MATERIAL >>
################

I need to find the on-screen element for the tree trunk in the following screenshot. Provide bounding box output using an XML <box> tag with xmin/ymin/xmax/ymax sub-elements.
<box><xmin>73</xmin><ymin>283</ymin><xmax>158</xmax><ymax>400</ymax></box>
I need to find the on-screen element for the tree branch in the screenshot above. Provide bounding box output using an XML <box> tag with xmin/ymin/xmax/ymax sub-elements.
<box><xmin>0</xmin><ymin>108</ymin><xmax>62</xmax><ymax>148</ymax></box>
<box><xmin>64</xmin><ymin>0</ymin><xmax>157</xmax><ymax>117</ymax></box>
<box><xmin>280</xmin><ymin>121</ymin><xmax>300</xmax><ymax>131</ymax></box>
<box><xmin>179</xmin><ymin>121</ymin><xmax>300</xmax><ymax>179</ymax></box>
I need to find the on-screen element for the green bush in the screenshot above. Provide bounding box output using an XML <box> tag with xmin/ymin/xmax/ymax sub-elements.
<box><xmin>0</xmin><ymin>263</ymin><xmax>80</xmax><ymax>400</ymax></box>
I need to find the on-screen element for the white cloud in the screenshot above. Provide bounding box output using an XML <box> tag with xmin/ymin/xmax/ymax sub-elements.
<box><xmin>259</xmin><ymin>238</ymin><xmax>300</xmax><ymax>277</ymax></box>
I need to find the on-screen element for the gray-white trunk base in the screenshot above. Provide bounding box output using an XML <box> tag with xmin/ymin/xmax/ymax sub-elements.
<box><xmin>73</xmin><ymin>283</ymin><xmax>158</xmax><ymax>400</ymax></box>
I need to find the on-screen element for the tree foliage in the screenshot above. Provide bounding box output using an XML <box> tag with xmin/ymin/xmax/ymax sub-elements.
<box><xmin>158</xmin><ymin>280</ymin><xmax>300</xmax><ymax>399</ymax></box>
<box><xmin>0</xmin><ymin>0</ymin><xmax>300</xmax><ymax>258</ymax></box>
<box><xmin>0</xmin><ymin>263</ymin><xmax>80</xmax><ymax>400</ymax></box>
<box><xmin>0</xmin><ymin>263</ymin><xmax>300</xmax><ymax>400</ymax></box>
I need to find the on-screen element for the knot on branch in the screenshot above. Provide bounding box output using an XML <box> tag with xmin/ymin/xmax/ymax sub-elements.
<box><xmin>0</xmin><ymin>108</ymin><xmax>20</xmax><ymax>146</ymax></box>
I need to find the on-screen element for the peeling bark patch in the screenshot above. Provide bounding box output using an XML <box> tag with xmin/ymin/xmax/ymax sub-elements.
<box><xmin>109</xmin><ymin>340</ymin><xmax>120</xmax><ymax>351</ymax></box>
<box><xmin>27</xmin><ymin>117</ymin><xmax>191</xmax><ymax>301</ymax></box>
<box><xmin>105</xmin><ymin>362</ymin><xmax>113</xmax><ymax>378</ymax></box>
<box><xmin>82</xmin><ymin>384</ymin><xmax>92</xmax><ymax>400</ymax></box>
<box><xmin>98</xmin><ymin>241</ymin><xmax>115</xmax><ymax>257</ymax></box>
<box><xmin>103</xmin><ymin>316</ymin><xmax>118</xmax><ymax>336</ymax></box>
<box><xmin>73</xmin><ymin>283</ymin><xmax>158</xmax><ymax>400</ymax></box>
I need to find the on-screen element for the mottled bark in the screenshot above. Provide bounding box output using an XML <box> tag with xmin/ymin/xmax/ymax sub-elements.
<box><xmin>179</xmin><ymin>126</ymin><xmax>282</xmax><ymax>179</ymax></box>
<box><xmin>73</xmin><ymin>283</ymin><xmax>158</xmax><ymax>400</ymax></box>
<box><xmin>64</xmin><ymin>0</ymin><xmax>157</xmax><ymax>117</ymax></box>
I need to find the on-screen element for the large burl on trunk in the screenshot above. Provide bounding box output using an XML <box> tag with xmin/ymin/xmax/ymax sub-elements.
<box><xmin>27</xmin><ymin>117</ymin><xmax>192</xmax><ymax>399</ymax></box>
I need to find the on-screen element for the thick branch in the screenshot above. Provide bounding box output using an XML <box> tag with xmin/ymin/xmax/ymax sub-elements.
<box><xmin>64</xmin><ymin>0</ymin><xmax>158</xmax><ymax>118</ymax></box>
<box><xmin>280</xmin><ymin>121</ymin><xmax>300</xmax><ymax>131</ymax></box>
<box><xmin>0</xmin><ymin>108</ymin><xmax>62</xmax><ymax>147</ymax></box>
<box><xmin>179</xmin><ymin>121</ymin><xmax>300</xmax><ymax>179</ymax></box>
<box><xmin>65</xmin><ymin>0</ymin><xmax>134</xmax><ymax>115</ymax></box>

################

GOAL >>
Quote the data in full, keeping each word unchanged.

RESULT FOR THIS TASK >>
I need to find the on-screen element for the tree trunk in the following screenshot. Provide bounding box output using an XML <box> tag with xmin/ymin/xmax/ymax sub-elements.
<box><xmin>73</xmin><ymin>283</ymin><xmax>158</xmax><ymax>400</ymax></box>
I need to find the on-screen element for the tree branch in the screenshot above. Provide bounding box output using an XML <box> tag with xmin/ymin/xmax/ymax sub-elements.
<box><xmin>0</xmin><ymin>108</ymin><xmax>62</xmax><ymax>148</ymax></box>
<box><xmin>64</xmin><ymin>0</ymin><xmax>157</xmax><ymax>117</ymax></box>
<box><xmin>280</xmin><ymin>121</ymin><xmax>300</xmax><ymax>131</ymax></box>
<box><xmin>179</xmin><ymin>121</ymin><xmax>300</xmax><ymax>179</ymax></box>
I need to find the on-screen element for the green bush in the screenshot above. Provide bounding box output using an XML <box> tag with xmin/ymin/xmax/ymax sub-elements.
<box><xmin>0</xmin><ymin>263</ymin><xmax>80</xmax><ymax>400</ymax></box>
I need to find the on-screen element for the white cloud in the screenshot above. Provide bounding box output using an XML <box> tag with xmin/ymin/xmax/ymax sub-elements.
<box><xmin>259</xmin><ymin>238</ymin><xmax>300</xmax><ymax>277</ymax></box>
I need to find the on-screen element for the gray-white trunk base in the screenshot above. Provide bounding box output using an XML <box> tag with xmin/ymin/xmax/ymax sub-elements.
<box><xmin>73</xmin><ymin>283</ymin><xmax>158</xmax><ymax>400</ymax></box>
I need to find the on-screen element for the tree foliage in the screenshot above. Provide bounding box output using an XML <box> tag with xmin/ymin/xmax/ymax sub-elements.
<box><xmin>158</xmin><ymin>280</ymin><xmax>300</xmax><ymax>399</ymax></box>
<box><xmin>0</xmin><ymin>0</ymin><xmax>300</xmax><ymax>258</ymax></box>
<box><xmin>0</xmin><ymin>263</ymin><xmax>80</xmax><ymax>400</ymax></box>
<box><xmin>0</xmin><ymin>263</ymin><xmax>300</xmax><ymax>400</ymax></box>
I need to find the on-screen element for the knot on branch in the screenshot above. Provide bounding box output using an XML <box> tag with xmin/ymin/xmax/ymax sub-elements.
<box><xmin>0</xmin><ymin>108</ymin><xmax>20</xmax><ymax>146</ymax></box>
I need to find the on-screen element for the peeling bark patch in the screenshot above. Provide bounding box output using an XML <box> tag with xmin/ymin/xmax/ymax sub-elements.
<box><xmin>109</xmin><ymin>340</ymin><xmax>120</xmax><ymax>351</ymax></box>
<box><xmin>27</xmin><ymin>117</ymin><xmax>191</xmax><ymax>301</ymax></box>
<box><xmin>105</xmin><ymin>362</ymin><xmax>113</xmax><ymax>378</ymax></box>
<box><xmin>82</xmin><ymin>384</ymin><xmax>92</xmax><ymax>400</ymax></box>
<box><xmin>98</xmin><ymin>241</ymin><xmax>115</xmax><ymax>257</ymax></box>
<box><xmin>103</xmin><ymin>316</ymin><xmax>118</xmax><ymax>336</ymax></box>
<box><xmin>73</xmin><ymin>283</ymin><xmax>158</xmax><ymax>400</ymax></box>
I need to find the on-screen element for the mottled bark in the screenshot above. Provide bounding box output using an XML <box> tag with xmin/ymin/xmax/ymax sub-elements.
<box><xmin>179</xmin><ymin>126</ymin><xmax>282</xmax><ymax>179</ymax></box>
<box><xmin>73</xmin><ymin>283</ymin><xmax>158</xmax><ymax>400</ymax></box>
<box><xmin>64</xmin><ymin>0</ymin><xmax>157</xmax><ymax>117</ymax></box>
I need to find the on-screen element for the large burl on trunk in the screenshot above. Provide bounding box output using an XML <box> tag with xmin/ymin/xmax/ymax sub-elements.
<box><xmin>27</xmin><ymin>117</ymin><xmax>192</xmax><ymax>399</ymax></box>
I need to find the on-screen element for the thick branch in the screenshot above. Provide bounding box output using an XML <box> tag with xmin/ymin/xmax/ymax sub-elements.
<box><xmin>64</xmin><ymin>0</ymin><xmax>158</xmax><ymax>118</ymax></box>
<box><xmin>280</xmin><ymin>121</ymin><xmax>300</xmax><ymax>131</ymax></box>
<box><xmin>0</xmin><ymin>108</ymin><xmax>62</xmax><ymax>147</ymax></box>
<box><xmin>179</xmin><ymin>121</ymin><xmax>300</xmax><ymax>179</ymax></box>
<box><xmin>65</xmin><ymin>0</ymin><xmax>134</xmax><ymax>115</ymax></box>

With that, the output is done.